Aim
In the forum thread about North Dakota's hunting rules for nonresidents, whom did the lower court judge rule in favor of?

Selected extract

GWP this issue has been taken to the US District court via a lawsuit by MN! The lower court judge ruled in favor of ND and its law which has been on the books since the early 70's. The purpose back then was twofold. One to slow the rise of land costs in areas that saw a huge jump from NR purchases and affecting the ability of farmers to stay on the land and also to slow the growth of leasing of land in the at that time snow goose rich areas.

What you are asking has been debated over and over on this forum and others. It boils down to one thing! The state that you reside in. ND like most other states have a different set of rules for its residents than they do for NR regardless of the species being hunted. Those rules may include different season lengths, cost of license and in some areas depending upon species even require the use of commercial operators to access land. The Congress and Pres Bush passed a bill that affirms a states right to set and manage game and seasons within its borders, even species that are Fed regulated. A state cannot have a more liberal season or bag limit, but can be more restrictive even with its own resident hunters.

So it appears that the courts have affirmed what most of us understand. You want the same rules as a Resident of a state, you must become a resident of that state, ownership of property does not supersede that requirement!!!!

All the pros and cons concerning this have been hashed out,debated and argued over for the last 6 years or more. There is nothing new to add on either side. I hope you will take the time and read through a number of the threads concerning this and it should give you a pretty good idea of what not only most forum members see, but obviously our elected officials also and the courts!!!!!!


----------



## djleye (Nov 14, 2002)

What's the over and under on how long thios thread last until bumped to hot topics!!!! :eyeroll:


----------



## gwp guy (Oct 9, 2006)

You must be reading something between the lines that is not there....
I never mention the finacial part...man if I started adding up the true cost of my hunting I'd probably collapse.

I'm willing to pay the price and I'm not worried about "cheaper". just "available". I want my kid to have access to the same type of hunting I had. pretty simple goal really.

When I left ND the big concern was the brain drain leaving the state for employment opps elsewhere. Never gave it much thought then, but.....


----------



## dblkluk (Oct 3, 2002)

> Let's see...
> I'm assuming you are not hunting on your own land?


Don't assume too quickly..I do all my turkey and deer hunting on my own land.

You may not be "some rich guy buying up all the land" but with many more like you out there, that is a large chunk of land that is owned by NR's
It all boils down to, if you leave ND, you leave your ND resident benefits.


----------



## tb (Jul 26, 2002)

Let's go back to the good ole days when it was only 10 days for nr's!!!


----------



## gwp guy (Oct 9, 2006)

After looking over the old info it seems this topic has been beat to death.

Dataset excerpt
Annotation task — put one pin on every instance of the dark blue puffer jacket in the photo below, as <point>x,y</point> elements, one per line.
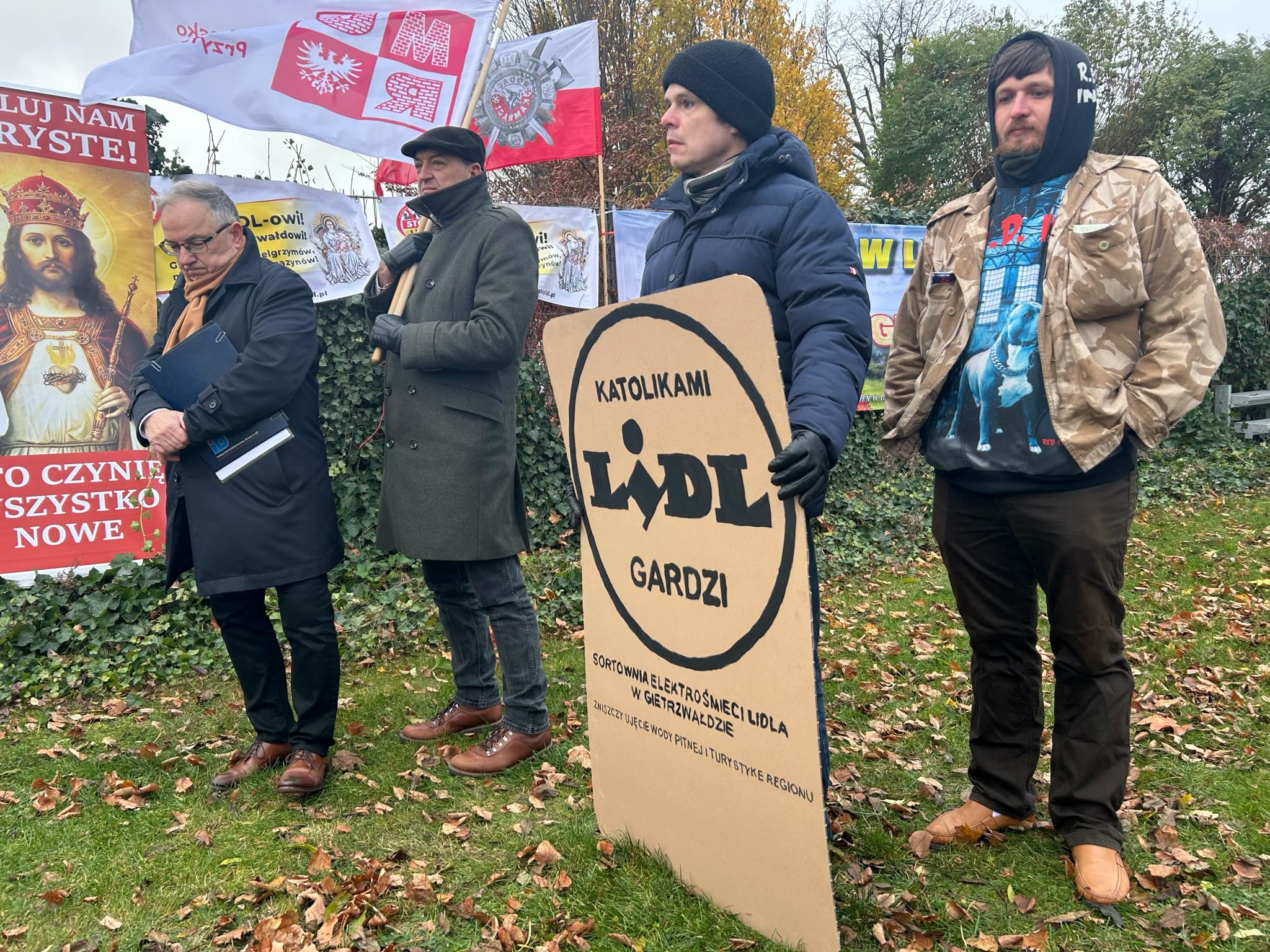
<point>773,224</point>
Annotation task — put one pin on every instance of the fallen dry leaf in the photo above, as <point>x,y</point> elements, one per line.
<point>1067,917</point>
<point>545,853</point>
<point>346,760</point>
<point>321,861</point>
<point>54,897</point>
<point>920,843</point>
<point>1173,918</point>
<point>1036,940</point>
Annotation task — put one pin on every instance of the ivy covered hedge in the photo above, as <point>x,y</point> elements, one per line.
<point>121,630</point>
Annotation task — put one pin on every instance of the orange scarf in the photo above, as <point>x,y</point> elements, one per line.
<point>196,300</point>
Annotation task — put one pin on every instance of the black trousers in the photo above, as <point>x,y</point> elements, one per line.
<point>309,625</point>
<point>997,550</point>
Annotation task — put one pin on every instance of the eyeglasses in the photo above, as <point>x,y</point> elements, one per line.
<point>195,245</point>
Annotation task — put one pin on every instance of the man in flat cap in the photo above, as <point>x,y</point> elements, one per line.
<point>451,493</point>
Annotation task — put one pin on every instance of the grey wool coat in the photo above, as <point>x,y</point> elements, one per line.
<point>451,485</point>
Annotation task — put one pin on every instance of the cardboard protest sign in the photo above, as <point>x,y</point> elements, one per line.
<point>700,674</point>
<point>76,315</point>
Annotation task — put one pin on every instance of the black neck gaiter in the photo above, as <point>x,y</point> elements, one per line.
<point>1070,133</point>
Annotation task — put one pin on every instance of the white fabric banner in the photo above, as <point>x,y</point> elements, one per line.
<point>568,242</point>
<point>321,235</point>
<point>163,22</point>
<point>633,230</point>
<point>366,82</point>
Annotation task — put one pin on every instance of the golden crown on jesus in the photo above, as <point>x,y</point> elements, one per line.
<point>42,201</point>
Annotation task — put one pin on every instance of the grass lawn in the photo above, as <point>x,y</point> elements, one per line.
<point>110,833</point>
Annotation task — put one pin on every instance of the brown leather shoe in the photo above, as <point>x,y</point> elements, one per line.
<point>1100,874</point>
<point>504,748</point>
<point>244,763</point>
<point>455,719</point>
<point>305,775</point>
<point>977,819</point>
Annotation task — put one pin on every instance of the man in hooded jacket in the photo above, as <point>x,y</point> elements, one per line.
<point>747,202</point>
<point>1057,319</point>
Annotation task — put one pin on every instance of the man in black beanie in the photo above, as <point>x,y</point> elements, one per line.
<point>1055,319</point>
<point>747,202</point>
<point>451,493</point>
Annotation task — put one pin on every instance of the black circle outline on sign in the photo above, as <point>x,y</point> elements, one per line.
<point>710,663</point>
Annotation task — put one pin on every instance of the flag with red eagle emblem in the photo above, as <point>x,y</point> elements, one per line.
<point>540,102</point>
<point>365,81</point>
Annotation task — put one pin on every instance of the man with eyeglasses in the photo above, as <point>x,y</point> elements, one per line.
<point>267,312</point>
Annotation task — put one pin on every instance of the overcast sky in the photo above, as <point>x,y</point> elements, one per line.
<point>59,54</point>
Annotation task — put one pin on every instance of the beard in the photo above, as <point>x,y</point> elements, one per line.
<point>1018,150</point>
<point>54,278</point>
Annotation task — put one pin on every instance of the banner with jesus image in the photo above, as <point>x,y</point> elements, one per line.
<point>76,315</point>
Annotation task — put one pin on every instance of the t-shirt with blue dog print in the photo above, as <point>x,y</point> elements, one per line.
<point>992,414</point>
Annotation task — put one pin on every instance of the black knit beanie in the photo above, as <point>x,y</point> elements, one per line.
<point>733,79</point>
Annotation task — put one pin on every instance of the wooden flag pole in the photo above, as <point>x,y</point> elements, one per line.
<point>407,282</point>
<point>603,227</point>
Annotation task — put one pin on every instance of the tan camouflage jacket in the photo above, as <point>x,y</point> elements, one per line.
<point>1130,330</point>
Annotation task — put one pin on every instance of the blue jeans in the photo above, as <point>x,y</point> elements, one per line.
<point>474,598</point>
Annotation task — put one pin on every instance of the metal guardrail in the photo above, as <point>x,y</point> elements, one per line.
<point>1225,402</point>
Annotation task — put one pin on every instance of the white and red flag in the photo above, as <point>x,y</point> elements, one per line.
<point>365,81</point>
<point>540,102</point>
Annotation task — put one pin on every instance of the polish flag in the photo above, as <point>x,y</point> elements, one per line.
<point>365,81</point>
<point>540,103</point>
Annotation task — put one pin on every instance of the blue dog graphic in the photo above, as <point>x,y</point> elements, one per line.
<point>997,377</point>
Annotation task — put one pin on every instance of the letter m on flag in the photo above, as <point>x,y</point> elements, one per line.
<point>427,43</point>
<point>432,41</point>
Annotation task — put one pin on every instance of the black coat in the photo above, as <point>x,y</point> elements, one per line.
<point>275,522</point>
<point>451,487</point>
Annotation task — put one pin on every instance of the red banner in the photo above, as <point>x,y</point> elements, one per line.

Reply to the exercise
The judge ruled in favor of ND and its law.